__Work required__. The line containing "As a warehouse robot's perception module, locate green" marks the start; return it and every line after it in the listing below, exactly, through the last.
*** Source material Section Begins ***
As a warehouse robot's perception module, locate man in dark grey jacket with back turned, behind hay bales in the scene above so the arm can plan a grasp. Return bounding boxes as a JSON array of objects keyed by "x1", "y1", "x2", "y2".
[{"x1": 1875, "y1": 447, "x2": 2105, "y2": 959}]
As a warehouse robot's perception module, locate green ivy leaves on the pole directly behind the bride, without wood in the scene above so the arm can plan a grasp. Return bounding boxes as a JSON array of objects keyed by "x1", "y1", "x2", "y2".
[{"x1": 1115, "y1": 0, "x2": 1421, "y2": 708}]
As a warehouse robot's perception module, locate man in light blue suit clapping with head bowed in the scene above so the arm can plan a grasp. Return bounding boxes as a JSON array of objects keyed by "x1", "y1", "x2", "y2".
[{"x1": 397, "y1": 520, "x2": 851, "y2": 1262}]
*** Source material Section Ends ***
__Task answer__.
As a warehouse robot's perception module, locate green ivy leaves on the pole directly behind the bride, without wood in the scene above so the arm can plan a grasp. Return bounding boxes as a JSON array of objects keyed by "x1", "y1", "x2", "y2".
[{"x1": 1115, "y1": 0, "x2": 1421, "y2": 708}]
As a warehouse robot's perception module, locate man in light blue suit clapping with head bowed in the scene above so the arm can plan a grasp. Return bounding boxes as a JSON array of objects keyed by "x1", "y1", "x2", "y2".
[{"x1": 397, "y1": 520, "x2": 851, "y2": 1262}]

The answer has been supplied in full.